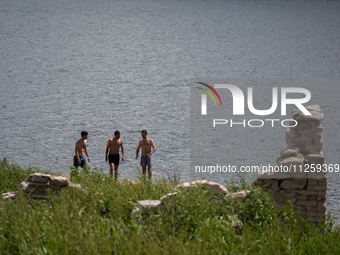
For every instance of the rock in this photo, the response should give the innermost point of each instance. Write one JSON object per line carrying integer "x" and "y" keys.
{"x": 289, "y": 184}
{"x": 236, "y": 223}
{"x": 29, "y": 178}
{"x": 216, "y": 188}
{"x": 9, "y": 195}
{"x": 38, "y": 184}
{"x": 169, "y": 198}
{"x": 75, "y": 185}
{"x": 40, "y": 197}
{"x": 275, "y": 185}
{"x": 185, "y": 185}
{"x": 291, "y": 161}
{"x": 150, "y": 206}
{"x": 199, "y": 182}
{"x": 316, "y": 114}
{"x": 58, "y": 181}
{"x": 289, "y": 152}
{"x": 239, "y": 196}
{"x": 40, "y": 177}
{"x": 26, "y": 187}
{"x": 135, "y": 213}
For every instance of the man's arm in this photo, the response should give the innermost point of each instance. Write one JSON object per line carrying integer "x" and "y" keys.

***

◆ **Work to do**
Can you rewrite all the rows above with every "innermost point" changed to "central point" and nothing else altered? Leave the pictures out.

◆ **Solution**
For every instance of the rock in this photo, the response should give the central point of each instance. Write one JSON object per line carrying integer "x" and "y" keys.
{"x": 289, "y": 184}
{"x": 236, "y": 223}
{"x": 29, "y": 178}
{"x": 216, "y": 188}
{"x": 9, "y": 195}
{"x": 38, "y": 184}
{"x": 169, "y": 198}
{"x": 75, "y": 185}
{"x": 40, "y": 197}
{"x": 275, "y": 185}
{"x": 185, "y": 185}
{"x": 291, "y": 161}
{"x": 150, "y": 206}
{"x": 199, "y": 182}
{"x": 316, "y": 114}
{"x": 58, "y": 181}
{"x": 289, "y": 152}
{"x": 239, "y": 196}
{"x": 40, "y": 177}
{"x": 26, "y": 187}
{"x": 135, "y": 213}
For every instance of the man's arm in this photo, the response should give the central point of each instance. Write one JSON object per line carrying integer "x" and "y" keys.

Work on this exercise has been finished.